Assignment
Could you copy, word for word, only the lines from the one containing "Tag the cumulus" through the last line of the records below, both included?

Point-per-instance localization data:

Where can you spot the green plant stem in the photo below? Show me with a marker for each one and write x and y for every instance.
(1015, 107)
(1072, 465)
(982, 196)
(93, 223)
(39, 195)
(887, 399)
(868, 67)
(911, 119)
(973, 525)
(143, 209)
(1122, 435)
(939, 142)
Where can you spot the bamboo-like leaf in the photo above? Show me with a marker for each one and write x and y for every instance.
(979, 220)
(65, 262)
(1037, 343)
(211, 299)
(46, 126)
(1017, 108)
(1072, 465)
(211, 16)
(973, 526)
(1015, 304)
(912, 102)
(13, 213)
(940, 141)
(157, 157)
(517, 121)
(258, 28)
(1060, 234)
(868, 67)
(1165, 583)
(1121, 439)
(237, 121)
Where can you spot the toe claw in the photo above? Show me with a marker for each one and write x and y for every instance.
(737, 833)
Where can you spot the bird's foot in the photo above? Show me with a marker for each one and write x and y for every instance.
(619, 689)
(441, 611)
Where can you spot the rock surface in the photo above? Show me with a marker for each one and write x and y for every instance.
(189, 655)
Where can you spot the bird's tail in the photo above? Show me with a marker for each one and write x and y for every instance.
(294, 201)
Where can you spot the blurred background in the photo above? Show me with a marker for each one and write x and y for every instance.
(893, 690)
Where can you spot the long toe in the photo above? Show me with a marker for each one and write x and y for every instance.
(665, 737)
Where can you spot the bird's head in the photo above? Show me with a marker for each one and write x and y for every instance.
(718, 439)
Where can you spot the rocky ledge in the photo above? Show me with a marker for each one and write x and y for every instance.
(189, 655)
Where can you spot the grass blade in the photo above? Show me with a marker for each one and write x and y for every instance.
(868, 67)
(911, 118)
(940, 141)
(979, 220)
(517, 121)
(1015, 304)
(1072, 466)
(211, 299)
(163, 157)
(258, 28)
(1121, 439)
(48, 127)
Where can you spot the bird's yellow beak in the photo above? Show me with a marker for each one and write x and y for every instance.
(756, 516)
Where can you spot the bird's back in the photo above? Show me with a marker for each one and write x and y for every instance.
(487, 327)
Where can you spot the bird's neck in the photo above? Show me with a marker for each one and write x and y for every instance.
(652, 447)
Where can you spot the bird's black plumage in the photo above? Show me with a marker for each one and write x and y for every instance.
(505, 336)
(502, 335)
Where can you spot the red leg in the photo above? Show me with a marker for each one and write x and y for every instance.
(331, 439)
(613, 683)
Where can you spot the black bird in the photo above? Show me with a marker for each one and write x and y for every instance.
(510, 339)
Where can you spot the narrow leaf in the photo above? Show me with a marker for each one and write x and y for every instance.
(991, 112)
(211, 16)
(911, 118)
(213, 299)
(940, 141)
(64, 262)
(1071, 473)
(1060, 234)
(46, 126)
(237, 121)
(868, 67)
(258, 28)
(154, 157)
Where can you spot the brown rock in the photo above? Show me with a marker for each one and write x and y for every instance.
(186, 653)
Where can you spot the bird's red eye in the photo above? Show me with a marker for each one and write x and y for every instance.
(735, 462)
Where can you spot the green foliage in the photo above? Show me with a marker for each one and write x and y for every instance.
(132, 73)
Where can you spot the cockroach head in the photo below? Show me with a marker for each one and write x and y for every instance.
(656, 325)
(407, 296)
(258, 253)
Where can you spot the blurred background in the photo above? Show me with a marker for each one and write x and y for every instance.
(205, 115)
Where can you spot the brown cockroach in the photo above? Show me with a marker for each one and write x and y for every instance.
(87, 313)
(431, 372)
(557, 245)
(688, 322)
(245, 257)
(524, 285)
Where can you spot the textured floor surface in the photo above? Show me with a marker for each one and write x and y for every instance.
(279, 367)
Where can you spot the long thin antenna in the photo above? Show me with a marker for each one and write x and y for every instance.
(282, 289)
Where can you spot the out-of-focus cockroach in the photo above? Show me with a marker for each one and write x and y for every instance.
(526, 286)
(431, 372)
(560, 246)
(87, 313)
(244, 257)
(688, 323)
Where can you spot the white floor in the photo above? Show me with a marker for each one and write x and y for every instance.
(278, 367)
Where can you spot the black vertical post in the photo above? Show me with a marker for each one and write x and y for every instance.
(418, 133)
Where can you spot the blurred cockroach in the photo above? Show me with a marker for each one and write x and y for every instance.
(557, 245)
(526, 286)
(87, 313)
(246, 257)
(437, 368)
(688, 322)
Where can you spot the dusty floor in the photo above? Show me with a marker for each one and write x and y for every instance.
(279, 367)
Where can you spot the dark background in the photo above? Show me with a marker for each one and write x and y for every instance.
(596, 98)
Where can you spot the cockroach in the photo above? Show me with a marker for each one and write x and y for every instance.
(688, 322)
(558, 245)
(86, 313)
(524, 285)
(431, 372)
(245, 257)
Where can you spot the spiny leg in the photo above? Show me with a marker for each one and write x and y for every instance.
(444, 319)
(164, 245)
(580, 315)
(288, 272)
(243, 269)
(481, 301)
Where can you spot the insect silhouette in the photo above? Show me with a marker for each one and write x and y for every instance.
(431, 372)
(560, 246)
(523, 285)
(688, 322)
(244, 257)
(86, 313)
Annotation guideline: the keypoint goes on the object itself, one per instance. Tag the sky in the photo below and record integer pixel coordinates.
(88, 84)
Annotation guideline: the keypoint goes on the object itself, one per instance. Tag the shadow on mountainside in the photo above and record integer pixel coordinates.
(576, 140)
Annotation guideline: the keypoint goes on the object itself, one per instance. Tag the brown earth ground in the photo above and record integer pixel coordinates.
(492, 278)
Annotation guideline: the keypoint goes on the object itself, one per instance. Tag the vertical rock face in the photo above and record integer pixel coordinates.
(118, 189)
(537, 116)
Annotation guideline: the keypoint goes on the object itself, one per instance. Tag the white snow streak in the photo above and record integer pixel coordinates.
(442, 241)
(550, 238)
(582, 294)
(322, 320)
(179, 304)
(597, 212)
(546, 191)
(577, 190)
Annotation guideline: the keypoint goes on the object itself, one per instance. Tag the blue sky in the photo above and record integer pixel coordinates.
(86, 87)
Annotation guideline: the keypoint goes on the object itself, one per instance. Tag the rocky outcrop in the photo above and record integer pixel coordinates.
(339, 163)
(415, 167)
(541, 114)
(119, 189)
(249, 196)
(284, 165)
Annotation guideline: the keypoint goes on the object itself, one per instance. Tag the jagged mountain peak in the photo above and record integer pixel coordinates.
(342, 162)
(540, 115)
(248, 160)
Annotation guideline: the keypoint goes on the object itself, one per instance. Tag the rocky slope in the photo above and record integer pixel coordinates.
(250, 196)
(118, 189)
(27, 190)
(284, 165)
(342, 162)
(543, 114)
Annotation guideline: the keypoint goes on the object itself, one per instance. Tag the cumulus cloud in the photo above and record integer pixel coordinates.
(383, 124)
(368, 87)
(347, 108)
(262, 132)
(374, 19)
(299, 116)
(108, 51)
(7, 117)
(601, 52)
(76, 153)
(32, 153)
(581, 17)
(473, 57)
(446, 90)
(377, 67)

Output of the task
Annotation guideline: the keypoint goes on the object itself, one per instance. Tag the cumulus cloud in the photo above and record integer pixel coordinates.
(383, 124)
(368, 87)
(347, 108)
(262, 132)
(374, 19)
(299, 116)
(108, 51)
(7, 117)
(601, 52)
(76, 153)
(32, 153)
(581, 17)
(473, 57)
(446, 90)
(377, 67)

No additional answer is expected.